SET EXERCISE ▸ Show every line in the entries below that contains the word "stem".

SUPPLIED RECORDS ▸
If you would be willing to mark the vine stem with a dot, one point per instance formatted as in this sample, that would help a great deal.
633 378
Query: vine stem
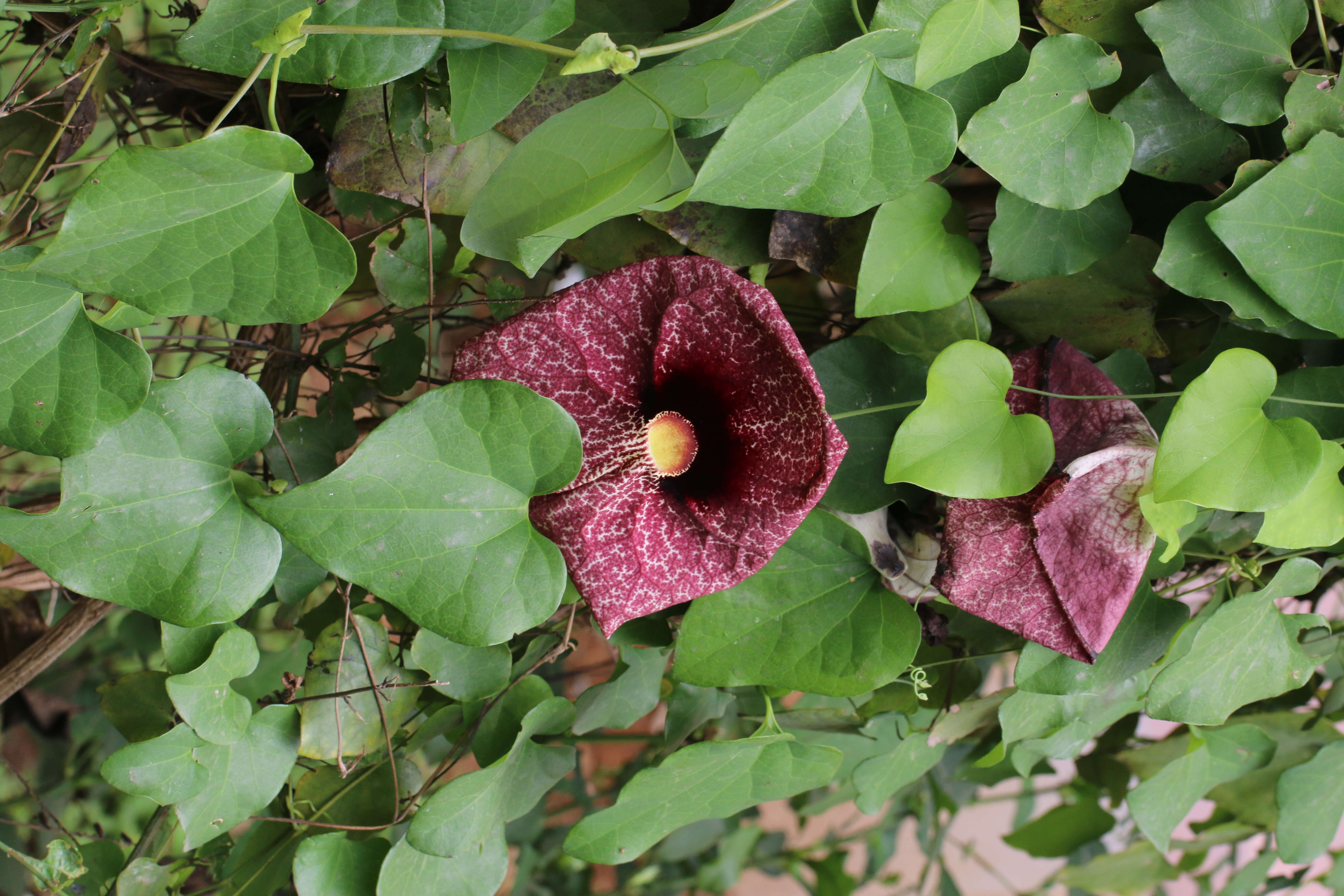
238 95
56 139
397 31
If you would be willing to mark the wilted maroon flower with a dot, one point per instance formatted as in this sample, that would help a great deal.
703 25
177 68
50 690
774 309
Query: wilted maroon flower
705 432
1060 563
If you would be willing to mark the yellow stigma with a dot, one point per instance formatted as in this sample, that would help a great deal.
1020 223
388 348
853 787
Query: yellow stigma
670 444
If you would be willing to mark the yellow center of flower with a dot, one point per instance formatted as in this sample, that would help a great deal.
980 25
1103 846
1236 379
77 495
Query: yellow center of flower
670 444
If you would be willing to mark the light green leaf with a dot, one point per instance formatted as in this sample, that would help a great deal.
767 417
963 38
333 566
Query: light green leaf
831 135
1131 872
1044 140
64 381
1219 450
150 518
204 698
244 777
1316 516
712 780
162 769
338 664
1311 804
1229 56
409 871
431 512
472 673
880 778
225 35
926 334
335 866
1163 801
1198 264
604 158
211 228
1314 104
470 813
919 257
1143 636
1167 520
1029 241
490 80
858 374
816 618
1246 652
982 84
1288 232
631 694
964 441
962 34
1174 140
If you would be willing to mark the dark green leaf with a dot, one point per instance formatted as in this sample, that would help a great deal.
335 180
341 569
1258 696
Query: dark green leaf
1101 309
816 618
242 777
831 136
631 694
222 40
919 257
162 769
471 673
224 210
1174 140
1163 801
601 159
1246 652
470 813
858 374
334 866
1044 140
431 512
1264 229
204 698
926 334
702 781
1029 241
338 663
364 158
138 704
1142 639
1229 56
64 381
150 518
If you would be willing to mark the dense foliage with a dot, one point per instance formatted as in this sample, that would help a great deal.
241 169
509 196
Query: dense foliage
996 350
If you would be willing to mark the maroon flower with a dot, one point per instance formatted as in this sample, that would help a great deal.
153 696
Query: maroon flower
1060 563
705 434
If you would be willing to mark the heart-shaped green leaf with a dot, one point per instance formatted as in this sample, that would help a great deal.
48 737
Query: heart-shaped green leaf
962 34
1219 450
1316 516
64 381
1288 230
431 512
816 618
1044 140
1229 56
1029 241
964 441
224 40
150 518
919 257
832 135
211 229
204 698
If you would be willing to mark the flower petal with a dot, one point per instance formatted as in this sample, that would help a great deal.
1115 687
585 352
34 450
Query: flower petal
990 569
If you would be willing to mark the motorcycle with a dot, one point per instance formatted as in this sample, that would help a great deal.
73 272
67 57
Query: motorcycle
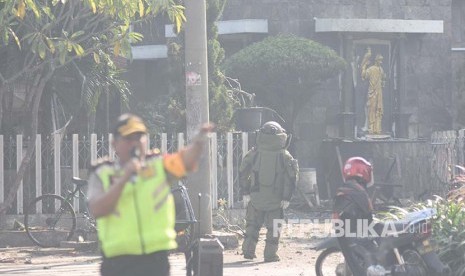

TASK SOLUTION ▸
If you would be willing to mark the vine stem with a dot, one point per instance formatted as in this sample, that would help a great deal.
Query: vine stem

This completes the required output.